Source text:
━━━━━━━━━━━━━━━━
4.       In rebuttal, the learned DR has supported the orders of the lower authorities and contended that the learned CIR(A) has passed a speaking order and there is no infirmity in the impugned order. Further argued that the issue involved in the instant appeal has already been decided by the Full Bench of this Tribunal in STA No.30/IB/2012 dated 21.05.2012 in favour of the Department. He, therefore, prayed for the rejection of the appeal.  

5.       Arguments advanced by the learned counsels for the parties have been heard and the documents placed on record examined with their able assistance. However, before dilating upon the controversy between the parties, the Hon’ble Supreme Court in the case titled M/s Pakistan Television Corporation Ltd Vs Commissioner Inland Revenue (Legal), LTU, Islamabad, and others, (2019 PTD 484) observed that the SRO 648(I) of 2005 and SRO 550(I) of 2006 to the extent of levy of Federal Excise Duty inter alia on telecommunication services is contrary to the Constitution and the scheme of the FE Act, 2005. A tax, under Article 77 of the Constitution, can only be levied by or under the authority of an Act of Parliament. It is levied under the charging section of such an Act. Section 3 and the First Schedule to the Federal Excise Act, 2005 as well as the First Schedule to the Customs Act including PCT Heading 98.12 are statutory provisions. These can only be amended by an Act of Parliament. Delegated legislation such as an SRO cannot amend these. Section 7 of the FE Act, 2005 provides the only collection of FED in sales tax mode for such services as may be specified by the Federal Board of Revenue. SRO 648(I)/2005 as well as SRO 550(I)/2006, thus, merely authorized the collection of FED on ‘Telecommunication Services’ in sales tax mode.

6.       Now we come to the main issue, the crux of the controversy between the Appellant and the Tax Authorities raised in the instant appeal is that: -

i.        Whether the appellant providing services in telecommunication was obliged to apportion excisable services from non-excisable while claiming credit of input tax?
━━━━━━━━━━━━━━━━
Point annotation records
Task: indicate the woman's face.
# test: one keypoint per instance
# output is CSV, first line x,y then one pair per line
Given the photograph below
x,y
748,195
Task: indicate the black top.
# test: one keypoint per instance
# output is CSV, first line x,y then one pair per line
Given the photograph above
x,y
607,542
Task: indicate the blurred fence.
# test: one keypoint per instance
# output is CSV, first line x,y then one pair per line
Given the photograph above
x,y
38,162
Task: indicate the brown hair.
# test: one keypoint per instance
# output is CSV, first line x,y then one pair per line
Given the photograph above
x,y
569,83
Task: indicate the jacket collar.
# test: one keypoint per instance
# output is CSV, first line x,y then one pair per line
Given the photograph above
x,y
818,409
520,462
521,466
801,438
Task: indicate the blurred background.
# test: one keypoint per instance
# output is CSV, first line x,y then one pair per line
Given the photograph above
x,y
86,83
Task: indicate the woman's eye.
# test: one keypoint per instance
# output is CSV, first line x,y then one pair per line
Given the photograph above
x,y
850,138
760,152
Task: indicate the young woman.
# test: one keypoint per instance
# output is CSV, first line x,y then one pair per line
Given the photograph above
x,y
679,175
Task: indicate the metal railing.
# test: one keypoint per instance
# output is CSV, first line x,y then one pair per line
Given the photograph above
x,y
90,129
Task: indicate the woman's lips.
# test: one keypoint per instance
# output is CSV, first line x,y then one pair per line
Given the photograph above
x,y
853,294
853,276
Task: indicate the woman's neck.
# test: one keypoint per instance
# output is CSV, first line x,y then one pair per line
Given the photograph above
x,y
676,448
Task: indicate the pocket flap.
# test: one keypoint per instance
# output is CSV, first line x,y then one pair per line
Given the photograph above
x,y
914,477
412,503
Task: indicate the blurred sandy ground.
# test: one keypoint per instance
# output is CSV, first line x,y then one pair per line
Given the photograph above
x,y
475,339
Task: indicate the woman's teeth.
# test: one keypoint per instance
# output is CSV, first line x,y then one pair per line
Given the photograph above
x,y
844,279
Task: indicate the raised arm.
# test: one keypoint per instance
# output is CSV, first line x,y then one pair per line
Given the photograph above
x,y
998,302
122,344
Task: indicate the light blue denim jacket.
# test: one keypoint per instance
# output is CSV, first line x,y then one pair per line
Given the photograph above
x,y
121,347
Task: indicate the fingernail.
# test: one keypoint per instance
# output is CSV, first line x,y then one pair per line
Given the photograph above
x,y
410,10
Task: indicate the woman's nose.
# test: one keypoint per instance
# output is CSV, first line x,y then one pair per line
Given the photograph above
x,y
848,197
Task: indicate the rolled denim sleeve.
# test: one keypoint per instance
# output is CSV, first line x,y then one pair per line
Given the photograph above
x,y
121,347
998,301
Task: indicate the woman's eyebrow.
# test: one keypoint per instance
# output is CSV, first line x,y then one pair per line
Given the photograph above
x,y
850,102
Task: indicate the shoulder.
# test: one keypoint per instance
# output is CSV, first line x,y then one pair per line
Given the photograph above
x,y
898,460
━━━━━━━━━━━━━━━━
Problem to work on: Continue the tribunal order on Federal Excise Duty for telecommunication services, starting right after the issue framed under paragraph 6.

Expected output:
ii.        Whether for the purposes of collection and manner of payment of FED in sales tax mode, all the provisions of the Sales Tax Act, 1990 and rules, notifications, orders, and instructions made or issued thereunder shall mutates mutandis, apply to the excise duty so chargeable? 

The said controversy between the parties revolves around the interpretation of the different provisions of the FE Act, 2005, and in order to assess and analyze those provisions, it would be advantageous to reproduce them which are applicable: -

Section 3. Duties specified in the First Schedule to be levied: - (1) Subject to the provisions of this Act and rules made thereunder, there shall be levied and collected in such manner as may be prescribed duties of excise on,-

(a)            …………………………………………………………..

(b)            …………………………………………………………..

(c)             …………………………………………………………..

(d)            services provided in Pakistan including the services originated outside but rendered in Pakistan;

at the rate of fifteen percent ad valorem except the goods and services specified in the First Schedule, which shall be charged to Federal excise duty as, and at the rates, as set forth therein.

     (2)           ……………………………………………………

    (3) The Board may, by notification in the Official Gazette, in lieu of levying and collecting under sub-section (1) duties of excise on goods and services, as the case may be, levy and collect duties:-

(a)      …………………………………………………………..

(b)      on a fixed basis, as it may deem fit, on any goods or class of goods or on any services or class of services, payable by any establishment or undertaking producing or manufacturing such goods or providing or rendering such services.

     (3A)         …………………………………………………………..
     (4)           …………………………………………………………..
     (5)           the liability to pay duty shall be-

(a)            …………………………………………………………..

(b)            …………………………………………………………..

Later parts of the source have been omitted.